(Entries on locating named things)
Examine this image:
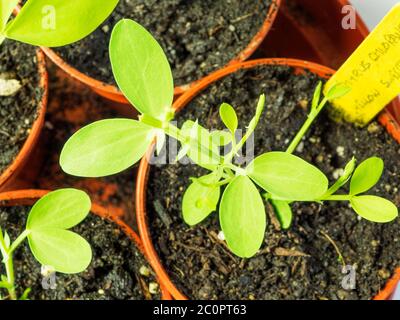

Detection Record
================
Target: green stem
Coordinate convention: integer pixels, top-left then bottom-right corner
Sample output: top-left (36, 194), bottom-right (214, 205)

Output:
top-left (286, 98), bottom-right (328, 153)
top-left (224, 94), bottom-right (265, 163)
top-left (318, 194), bottom-right (353, 201)
top-left (8, 230), bottom-right (31, 255)
top-left (0, 230), bottom-right (30, 300)
top-left (4, 256), bottom-right (17, 300)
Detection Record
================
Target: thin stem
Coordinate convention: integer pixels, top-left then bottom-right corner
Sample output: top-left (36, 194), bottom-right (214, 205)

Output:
top-left (224, 94), bottom-right (265, 163)
top-left (318, 194), bottom-right (353, 201)
top-left (8, 230), bottom-right (31, 255)
top-left (4, 256), bottom-right (17, 300)
top-left (286, 98), bottom-right (328, 153)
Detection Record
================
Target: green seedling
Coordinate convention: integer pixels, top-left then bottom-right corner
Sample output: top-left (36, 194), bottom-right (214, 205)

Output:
top-left (60, 20), bottom-right (398, 257)
top-left (0, 189), bottom-right (92, 300)
top-left (0, 0), bottom-right (118, 47)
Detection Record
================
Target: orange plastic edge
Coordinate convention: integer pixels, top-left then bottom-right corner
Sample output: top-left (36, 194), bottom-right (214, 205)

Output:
top-left (0, 189), bottom-right (172, 300)
top-left (42, 0), bottom-right (282, 104)
top-left (0, 49), bottom-right (48, 190)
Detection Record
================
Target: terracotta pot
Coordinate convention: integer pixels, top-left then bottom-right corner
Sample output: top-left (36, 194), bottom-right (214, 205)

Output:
top-left (0, 190), bottom-right (171, 300)
top-left (38, 0), bottom-right (281, 104)
top-left (0, 49), bottom-right (48, 191)
top-left (136, 59), bottom-right (400, 300)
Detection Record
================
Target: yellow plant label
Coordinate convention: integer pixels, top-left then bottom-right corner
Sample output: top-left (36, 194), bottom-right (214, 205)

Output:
top-left (324, 4), bottom-right (400, 126)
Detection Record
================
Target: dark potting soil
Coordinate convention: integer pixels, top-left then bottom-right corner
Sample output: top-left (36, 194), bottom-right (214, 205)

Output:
top-left (0, 207), bottom-right (160, 300)
top-left (0, 40), bottom-right (43, 174)
top-left (55, 0), bottom-right (271, 85)
top-left (147, 66), bottom-right (400, 299)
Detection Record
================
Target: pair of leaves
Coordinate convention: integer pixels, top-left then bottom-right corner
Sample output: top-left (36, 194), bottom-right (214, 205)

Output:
top-left (182, 172), bottom-right (266, 258)
top-left (26, 189), bottom-right (92, 274)
top-left (60, 119), bottom-right (155, 177)
top-left (350, 157), bottom-right (398, 223)
top-left (0, 0), bottom-right (118, 47)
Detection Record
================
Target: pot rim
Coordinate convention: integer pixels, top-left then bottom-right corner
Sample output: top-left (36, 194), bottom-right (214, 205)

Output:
top-left (136, 58), bottom-right (400, 300)
top-left (0, 49), bottom-right (49, 189)
top-left (0, 189), bottom-right (172, 300)
top-left (42, 0), bottom-right (282, 104)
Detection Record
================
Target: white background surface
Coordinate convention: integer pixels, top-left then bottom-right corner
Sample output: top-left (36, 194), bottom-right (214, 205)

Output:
top-left (350, 0), bottom-right (400, 300)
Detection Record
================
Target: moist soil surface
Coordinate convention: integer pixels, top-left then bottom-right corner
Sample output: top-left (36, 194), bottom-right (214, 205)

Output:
top-left (55, 0), bottom-right (271, 85)
top-left (0, 40), bottom-right (43, 174)
top-left (147, 66), bottom-right (400, 299)
top-left (0, 207), bottom-right (160, 300)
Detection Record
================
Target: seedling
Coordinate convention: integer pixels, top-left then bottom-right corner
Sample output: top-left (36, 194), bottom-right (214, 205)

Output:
top-left (0, 0), bottom-right (118, 47)
top-left (0, 189), bottom-right (92, 300)
top-left (60, 20), bottom-right (398, 257)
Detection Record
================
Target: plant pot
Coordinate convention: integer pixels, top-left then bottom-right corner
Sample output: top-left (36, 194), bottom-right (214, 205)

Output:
top-left (136, 59), bottom-right (400, 299)
top-left (260, 0), bottom-right (400, 122)
top-left (0, 190), bottom-right (171, 300)
top-left (0, 44), bottom-right (48, 190)
top-left (42, 0), bottom-right (281, 103)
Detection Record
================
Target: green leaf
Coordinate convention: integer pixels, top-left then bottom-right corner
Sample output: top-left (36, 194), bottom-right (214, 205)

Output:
top-left (350, 196), bottom-right (399, 223)
top-left (219, 176), bottom-right (266, 258)
top-left (181, 120), bottom-right (221, 171)
top-left (311, 81), bottom-right (322, 109)
top-left (60, 119), bottom-right (155, 177)
top-left (211, 130), bottom-right (232, 147)
top-left (110, 19), bottom-right (174, 120)
top-left (325, 83), bottom-right (351, 101)
top-left (246, 152), bottom-right (328, 201)
top-left (182, 173), bottom-right (220, 226)
top-left (350, 157), bottom-right (384, 195)
top-left (271, 199), bottom-right (293, 230)
top-left (323, 157), bottom-right (356, 198)
top-left (26, 189), bottom-right (91, 231)
top-left (28, 228), bottom-right (92, 274)
top-left (219, 103), bottom-right (238, 135)
top-left (18, 288), bottom-right (32, 300)
top-left (0, 0), bottom-right (19, 31)
top-left (2, 0), bottom-right (118, 47)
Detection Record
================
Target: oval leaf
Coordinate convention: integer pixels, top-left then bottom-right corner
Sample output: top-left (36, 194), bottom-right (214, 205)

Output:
top-left (182, 174), bottom-right (220, 226)
top-left (246, 152), bottom-right (328, 201)
top-left (28, 228), bottom-right (92, 274)
top-left (271, 199), bottom-right (293, 230)
top-left (110, 19), bottom-right (174, 120)
top-left (26, 189), bottom-right (91, 231)
top-left (2, 0), bottom-right (118, 47)
top-left (350, 196), bottom-right (399, 223)
top-left (219, 176), bottom-right (267, 258)
top-left (219, 103), bottom-right (238, 134)
top-left (60, 119), bottom-right (154, 177)
top-left (350, 157), bottom-right (384, 195)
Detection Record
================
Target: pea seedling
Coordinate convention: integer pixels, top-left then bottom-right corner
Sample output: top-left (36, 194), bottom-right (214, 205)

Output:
top-left (0, 0), bottom-right (118, 47)
top-left (60, 20), bottom-right (398, 257)
top-left (0, 189), bottom-right (92, 300)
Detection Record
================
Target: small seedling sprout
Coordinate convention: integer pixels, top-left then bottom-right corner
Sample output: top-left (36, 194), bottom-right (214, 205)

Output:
top-left (60, 20), bottom-right (398, 258)
top-left (0, 189), bottom-right (92, 300)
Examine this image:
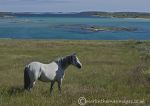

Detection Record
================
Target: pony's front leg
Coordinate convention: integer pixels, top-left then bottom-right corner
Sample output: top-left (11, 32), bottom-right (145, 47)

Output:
top-left (50, 81), bottom-right (55, 94)
top-left (58, 79), bottom-right (62, 94)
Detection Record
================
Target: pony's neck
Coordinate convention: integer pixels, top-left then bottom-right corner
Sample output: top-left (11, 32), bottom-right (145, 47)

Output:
top-left (57, 56), bottom-right (71, 70)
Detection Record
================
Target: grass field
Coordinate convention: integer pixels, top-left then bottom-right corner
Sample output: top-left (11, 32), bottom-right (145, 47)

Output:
top-left (0, 39), bottom-right (150, 106)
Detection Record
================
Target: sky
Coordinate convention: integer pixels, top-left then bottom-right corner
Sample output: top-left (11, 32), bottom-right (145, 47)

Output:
top-left (0, 0), bottom-right (150, 13)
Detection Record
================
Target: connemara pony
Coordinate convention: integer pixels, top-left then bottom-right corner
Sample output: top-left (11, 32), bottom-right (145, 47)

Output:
top-left (24, 53), bottom-right (82, 93)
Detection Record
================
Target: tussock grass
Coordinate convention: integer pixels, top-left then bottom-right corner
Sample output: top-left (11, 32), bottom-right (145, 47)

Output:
top-left (0, 40), bottom-right (150, 106)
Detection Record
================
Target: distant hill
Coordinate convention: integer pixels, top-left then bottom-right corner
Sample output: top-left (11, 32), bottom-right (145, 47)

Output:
top-left (79, 11), bottom-right (150, 18)
top-left (0, 11), bottom-right (150, 18)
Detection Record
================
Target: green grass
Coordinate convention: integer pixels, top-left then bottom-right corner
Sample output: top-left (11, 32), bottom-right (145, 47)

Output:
top-left (0, 39), bottom-right (150, 106)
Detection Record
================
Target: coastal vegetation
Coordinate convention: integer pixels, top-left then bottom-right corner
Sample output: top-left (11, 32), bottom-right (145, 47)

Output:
top-left (0, 39), bottom-right (150, 106)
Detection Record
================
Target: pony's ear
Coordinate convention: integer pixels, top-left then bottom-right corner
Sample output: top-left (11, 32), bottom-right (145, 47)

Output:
top-left (71, 52), bottom-right (77, 56)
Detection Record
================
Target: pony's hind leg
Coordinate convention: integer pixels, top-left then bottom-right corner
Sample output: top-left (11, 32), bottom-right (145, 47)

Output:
top-left (29, 81), bottom-right (35, 90)
top-left (50, 81), bottom-right (55, 94)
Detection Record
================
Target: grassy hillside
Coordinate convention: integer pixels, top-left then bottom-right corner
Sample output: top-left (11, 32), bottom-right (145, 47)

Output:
top-left (0, 39), bottom-right (150, 106)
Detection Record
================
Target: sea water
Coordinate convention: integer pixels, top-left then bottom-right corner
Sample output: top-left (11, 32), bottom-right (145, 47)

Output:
top-left (0, 15), bottom-right (150, 40)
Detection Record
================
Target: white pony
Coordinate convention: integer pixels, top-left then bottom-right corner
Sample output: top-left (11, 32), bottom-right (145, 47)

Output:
top-left (24, 53), bottom-right (82, 93)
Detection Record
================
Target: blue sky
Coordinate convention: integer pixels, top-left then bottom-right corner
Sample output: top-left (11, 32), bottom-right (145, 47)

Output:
top-left (0, 0), bottom-right (150, 12)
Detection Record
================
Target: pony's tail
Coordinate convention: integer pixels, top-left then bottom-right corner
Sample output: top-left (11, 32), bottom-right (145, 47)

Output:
top-left (24, 67), bottom-right (30, 90)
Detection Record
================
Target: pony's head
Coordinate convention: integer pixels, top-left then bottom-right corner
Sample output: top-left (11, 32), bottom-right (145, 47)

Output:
top-left (71, 53), bottom-right (82, 68)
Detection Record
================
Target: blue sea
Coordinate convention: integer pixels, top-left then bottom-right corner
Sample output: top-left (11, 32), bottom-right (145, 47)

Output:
top-left (0, 15), bottom-right (150, 40)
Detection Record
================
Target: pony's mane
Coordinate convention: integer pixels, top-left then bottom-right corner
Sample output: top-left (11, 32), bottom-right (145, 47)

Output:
top-left (54, 55), bottom-right (71, 63)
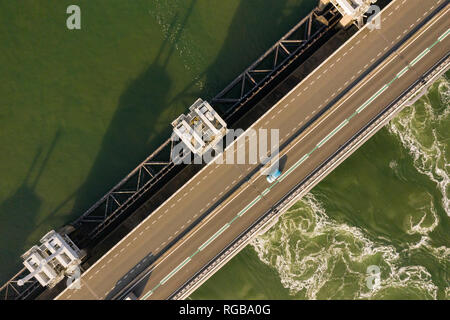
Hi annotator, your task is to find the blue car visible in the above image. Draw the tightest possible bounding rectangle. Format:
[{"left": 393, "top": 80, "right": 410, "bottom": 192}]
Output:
[{"left": 267, "top": 168, "right": 281, "bottom": 183}]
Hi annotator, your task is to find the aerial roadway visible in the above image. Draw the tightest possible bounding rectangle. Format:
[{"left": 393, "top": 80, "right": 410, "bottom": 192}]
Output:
[{"left": 56, "top": 0, "right": 450, "bottom": 299}]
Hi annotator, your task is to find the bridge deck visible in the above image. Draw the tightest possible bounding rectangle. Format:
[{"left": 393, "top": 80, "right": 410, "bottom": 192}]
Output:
[{"left": 58, "top": 0, "right": 450, "bottom": 299}]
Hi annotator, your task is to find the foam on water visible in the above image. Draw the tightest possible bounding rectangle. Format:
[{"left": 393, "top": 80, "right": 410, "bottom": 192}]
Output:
[
  {"left": 251, "top": 193, "right": 438, "bottom": 299},
  {"left": 387, "top": 77, "right": 450, "bottom": 217}
]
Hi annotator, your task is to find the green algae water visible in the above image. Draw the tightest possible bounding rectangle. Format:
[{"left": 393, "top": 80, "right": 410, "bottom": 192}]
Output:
[
  {"left": 191, "top": 72, "right": 450, "bottom": 299},
  {"left": 0, "top": 0, "right": 450, "bottom": 299}
]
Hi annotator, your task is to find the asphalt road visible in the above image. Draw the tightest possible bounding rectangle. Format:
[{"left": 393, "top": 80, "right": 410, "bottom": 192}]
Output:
[{"left": 57, "top": 0, "right": 450, "bottom": 299}]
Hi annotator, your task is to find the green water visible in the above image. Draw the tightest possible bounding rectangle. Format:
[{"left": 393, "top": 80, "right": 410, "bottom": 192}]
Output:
[
  {"left": 191, "top": 72, "right": 450, "bottom": 299},
  {"left": 0, "top": 0, "right": 450, "bottom": 299},
  {"left": 0, "top": 0, "right": 316, "bottom": 282}
]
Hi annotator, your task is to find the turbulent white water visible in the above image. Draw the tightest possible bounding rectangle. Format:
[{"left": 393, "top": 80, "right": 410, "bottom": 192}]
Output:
[
  {"left": 251, "top": 78, "right": 450, "bottom": 299},
  {"left": 387, "top": 77, "right": 450, "bottom": 217},
  {"left": 252, "top": 194, "right": 438, "bottom": 299}
]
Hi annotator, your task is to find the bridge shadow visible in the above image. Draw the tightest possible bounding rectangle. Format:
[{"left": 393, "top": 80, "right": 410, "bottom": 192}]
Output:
[
  {"left": 105, "top": 252, "right": 158, "bottom": 300},
  {"left": 57, "top": 0, "right": 315, "bottom": 297},
  {"left": 0, "top": 129, "right": 61, "bottom": 282}
]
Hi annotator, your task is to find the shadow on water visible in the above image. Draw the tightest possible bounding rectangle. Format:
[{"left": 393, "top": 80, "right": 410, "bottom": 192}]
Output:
[
  {"left": 85, "top": 0, "right": 313, "bottom": 292},
  {"left": 0, "top": 129, "right": 61, "bottom": 281},
  {"left": 68, "top": 0, "right": 196, "bottom": 218},
  {"left": 0, "top": 0, "right": 314, "bottom": 288}
]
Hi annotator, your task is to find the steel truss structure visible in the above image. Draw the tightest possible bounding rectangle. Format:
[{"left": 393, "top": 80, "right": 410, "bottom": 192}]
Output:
[
  {"left": 210, "top": 5, "right": 340, "bottom": 119},
  {"left": 0, "top": 2, "right": 339, "bottom": 300}
]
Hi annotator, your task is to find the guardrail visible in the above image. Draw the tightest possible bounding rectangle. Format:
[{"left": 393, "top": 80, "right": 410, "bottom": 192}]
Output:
[{"left": 169, "top": 53, "right": 450, "bottom": 300}]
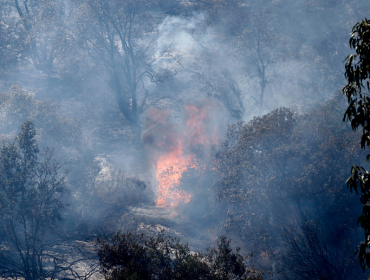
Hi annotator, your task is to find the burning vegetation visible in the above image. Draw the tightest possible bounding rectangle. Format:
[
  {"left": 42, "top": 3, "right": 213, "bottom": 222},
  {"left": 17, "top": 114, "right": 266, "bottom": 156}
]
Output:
[{"left": 142, "top": 99, "right": 221, "bottom": 207}]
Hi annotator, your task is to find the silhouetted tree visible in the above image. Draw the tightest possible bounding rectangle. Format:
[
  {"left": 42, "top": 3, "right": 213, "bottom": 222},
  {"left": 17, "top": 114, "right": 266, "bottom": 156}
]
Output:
[
  {"left": 0, "top": 122, "right": 77, "bottom": 280},
  {"left": 98, "top": 232, "right": 263, "bottom": 280},
  {"left": 342, "top": 18, "right": 370, "bottom": 270},
  {"left": 83, "top": 0, "right": 171, "bottom": 124}
]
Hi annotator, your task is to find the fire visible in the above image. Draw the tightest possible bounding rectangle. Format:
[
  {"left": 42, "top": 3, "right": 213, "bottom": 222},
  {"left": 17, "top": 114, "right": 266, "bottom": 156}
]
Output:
[{"left": 142, "top": 99, "right": 223, "bottom": 207}]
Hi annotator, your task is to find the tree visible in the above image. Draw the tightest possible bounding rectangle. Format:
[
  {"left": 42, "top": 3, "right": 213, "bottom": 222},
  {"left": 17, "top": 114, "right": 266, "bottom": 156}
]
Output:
[
  {"left": 98, "top": 232, "right": 262, "bottom": 280},
  {"left": 5, "top": 0, "right": 67, "bottom": 74},
  {"left": 233, "top": 12, "right": 283, "bottom": 111},
  {"left": 0, "top": 121, "right": 71, "bottom": 280},
  {"left": 281, "top": 217, "right": 363, "bottom": 280},
  {"left": 80, "top": 0, "right": 171, "bottom": 124},
  {"left": 214, "top": 97, "right": 364, "bottom": 272},
  {"left": 342, "top": 18, "right": 370, "bottom": 271}
]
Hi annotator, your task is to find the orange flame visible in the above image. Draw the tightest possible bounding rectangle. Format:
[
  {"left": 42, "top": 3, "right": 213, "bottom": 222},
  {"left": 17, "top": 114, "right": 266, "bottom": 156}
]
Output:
[{"left": 142, "top": 100, "right": 218, "bottom": 207}]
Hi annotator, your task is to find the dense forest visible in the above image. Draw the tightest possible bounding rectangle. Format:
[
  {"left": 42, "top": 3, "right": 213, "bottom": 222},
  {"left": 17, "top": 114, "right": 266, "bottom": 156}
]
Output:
[{"left": 0, "top": 0, "right": 370, "bottom": 280}]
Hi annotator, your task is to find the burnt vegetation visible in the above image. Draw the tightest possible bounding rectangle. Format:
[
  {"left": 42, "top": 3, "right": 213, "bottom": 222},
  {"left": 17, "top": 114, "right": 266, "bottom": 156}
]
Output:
[{"left": 0, "top": 0, "right": 370, "bottom": 280}]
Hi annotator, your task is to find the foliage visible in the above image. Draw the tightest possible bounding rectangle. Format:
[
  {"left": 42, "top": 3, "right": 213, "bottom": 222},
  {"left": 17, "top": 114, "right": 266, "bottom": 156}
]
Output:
[
  {"left": 98, "top": 232, "right": 262, "bottom": 280},
  {"left": 216, "top": 97, "right": 363, "bottom": 272},
  {"left": 81, "top": 0, "right": 172, "bottom": 124},
  {"left": 0, "top": 122, "right": 67, "bottom": 280},
  {"left": 342, "top": 18, "right": 370, "bottom": 270},
  {"left": 0, "top": 86, "right": 81, "bottom": 146}
]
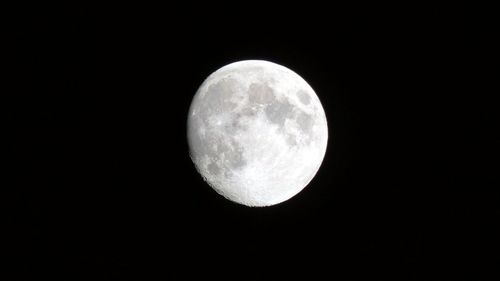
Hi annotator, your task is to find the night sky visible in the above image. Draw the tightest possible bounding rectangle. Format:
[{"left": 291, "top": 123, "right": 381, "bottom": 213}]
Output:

### REQUIRED TASK
Extract only the lines from the line containing "Hi annotator, your task is to find the foliage" through the final line of the records; keep both ends and drop every picture.

### RESULT FOR THIS TASK
Hi annotator, your task is to find the foliage visible in the above image. Draw the tightest possible bounding rectangle. Format:
[
  {"left": 42, "top": 3, "right": 213, "bottom": 222},
  {"left": 17, "top": 114, "right": 266, "bottom": 156}
]
Output:
[
  {"left": 98, "top": 232, "right": 262, "bottom": 280},
  {"left": 216, "top": 97, "right": 363, "bottom": 272},
  {"left": 81, "top": 0, "right": 172, "bottom": 124},
  {"left": 0, "top": 122, "right": 67, "bottom": 280},
  {"left": 342, "top": 18, "right": 370, "bottom": 270},
  {"left": 0, "top": 86, "right": 81, "bottom": 146}
]
Hi annotator, your task is to find the night sky visible in the above image. Draw the tightest possible bounding rectangle. Format:
[{"left": 291, "top": 123, "right": 381, "bottom": 213}]
Output:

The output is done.